## PROBLEM TO WORK ON
Quote the whole listing verbatim.

Location identification entries
::::::::
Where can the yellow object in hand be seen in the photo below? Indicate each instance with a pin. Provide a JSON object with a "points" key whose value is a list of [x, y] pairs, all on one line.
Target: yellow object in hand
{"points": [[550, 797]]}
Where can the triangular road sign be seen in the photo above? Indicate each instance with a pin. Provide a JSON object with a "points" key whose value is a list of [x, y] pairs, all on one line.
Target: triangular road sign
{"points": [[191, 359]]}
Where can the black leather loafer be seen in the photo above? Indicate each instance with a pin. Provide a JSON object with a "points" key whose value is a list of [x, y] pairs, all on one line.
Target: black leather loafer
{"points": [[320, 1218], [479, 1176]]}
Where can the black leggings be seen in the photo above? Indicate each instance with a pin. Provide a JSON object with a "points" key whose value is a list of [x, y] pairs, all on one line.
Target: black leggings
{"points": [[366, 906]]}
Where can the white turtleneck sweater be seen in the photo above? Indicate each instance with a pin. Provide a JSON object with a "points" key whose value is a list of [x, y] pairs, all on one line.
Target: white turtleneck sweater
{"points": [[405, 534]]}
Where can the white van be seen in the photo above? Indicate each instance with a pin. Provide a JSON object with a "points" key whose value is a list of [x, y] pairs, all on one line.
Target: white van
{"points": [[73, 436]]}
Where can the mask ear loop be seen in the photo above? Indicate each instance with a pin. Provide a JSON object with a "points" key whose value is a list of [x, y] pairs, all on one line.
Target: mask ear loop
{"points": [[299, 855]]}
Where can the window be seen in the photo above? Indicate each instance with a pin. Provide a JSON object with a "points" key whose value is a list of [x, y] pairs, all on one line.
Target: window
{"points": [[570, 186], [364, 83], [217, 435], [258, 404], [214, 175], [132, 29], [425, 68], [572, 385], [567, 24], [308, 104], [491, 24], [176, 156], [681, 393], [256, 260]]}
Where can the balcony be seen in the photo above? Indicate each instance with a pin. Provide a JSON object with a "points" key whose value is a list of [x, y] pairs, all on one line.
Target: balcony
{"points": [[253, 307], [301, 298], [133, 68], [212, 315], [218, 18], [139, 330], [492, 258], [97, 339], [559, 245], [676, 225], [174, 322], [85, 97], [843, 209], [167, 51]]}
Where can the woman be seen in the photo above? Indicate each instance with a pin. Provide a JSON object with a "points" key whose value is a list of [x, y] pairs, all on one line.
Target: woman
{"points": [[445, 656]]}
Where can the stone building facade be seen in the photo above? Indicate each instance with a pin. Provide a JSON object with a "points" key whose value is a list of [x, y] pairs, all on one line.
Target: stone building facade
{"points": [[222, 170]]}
::::::::
## ANSWER IN FULL
Where can the yellow object in hand be seen in the photo below? Indicate each instance with a pin. Provide a JSON object with a "points" key whose value is a list of [x, y] pairs, all on one line.
Target: yellow object in hand
{"points": [[550, 797]]}
Where can the triangular road sign be seen in the photo above? Indicate each instance with a pin. Provide a JSON object with a "points" key whose value is a list of [x, y] pairs, all on one line.
Target: triangular road sign
{"points": [[191, 359]]}
Where can the black leather loafer be seen in the photo above? Indicate each instance with a pin. Provide a JSON object with a "points" key whose value is a list of [x, y] pairs, all on one line.
Target: black leather loafer
{"points": [[320, 1218], [479, 1176]]}
Where can the black leggings be seen in the photo above? Indicate each instance with a pin. Provide a JSON object with a "points" key whose value is a list of [x, y] pairs, all on one line.
Target: black leggings
{"points": [[366, 906]]}
Where can the white turtleneck sweater be seen in the photo above? Indicate each instance with a pin. Provide a JSON object with a "points" key whose value is a list of [x, y] pairs, all on one line.
Target: white turtleneck sweater
{"points": [[405, 534]]}
Where can the white van be seen in the photo above? Indicate each instance with a pin. Provide a JSON object with a "points" key whose value is a list of [x, y] pairs, all on one line.
Target: white van
{"points": [[73, 436]]}
Where can the mask ear loop be seen in the photo above? Indicate each instance with a pin. Provide a JSON object with a "points" key whose value is a list of [x, y] pairs, all on one line.
Target: mask ear loop
{"points": [[299, 855]]}
Where can the window be seen in the photo above? Indicate each instance with a pin. Provide a JSON object with a "points" key whose value is a list of [x, y] pairs, all on one line.
Target: window
{"points": [[570, 186], [364, 83], [217, 435], [258, 404], [214, 175], [132, 29], [425, 68], [572, 385], [567, 24], [308, 104], [491, 24], [176, 156], [681, 393], [256, 260]]}
Where can the balcony be seen in the photo above? Indicate each instance with a pin. Provide a JSON object with a "points" key whose value is a list of [x, y] pairs, all on one line.
Target: balcony
{"points": [[253, 307], [301, 298], [133, 68], [212, 315], [218, 18], [139, 330], [492, 258], [97, 339], [559, 245], [676, 225], [174, 322], [85, 97], [843, 209], [167, 51]]}
Where can the woman be seen in the photo above? Indicate each instance with a pin. Provide a JSON object with a "points" key whose value is a list of [x, y] pairs, all on one line.
Target: woman
{"points": [[445, 656]]}
Where can the stone building facade be seen in the photo above? Indicate each instance with a pin. Provide a JSON object with a "points" key whose value is a list of [x, y] pairs, all on one line.
Target: stone building facade
{"points": [[222, 170]]}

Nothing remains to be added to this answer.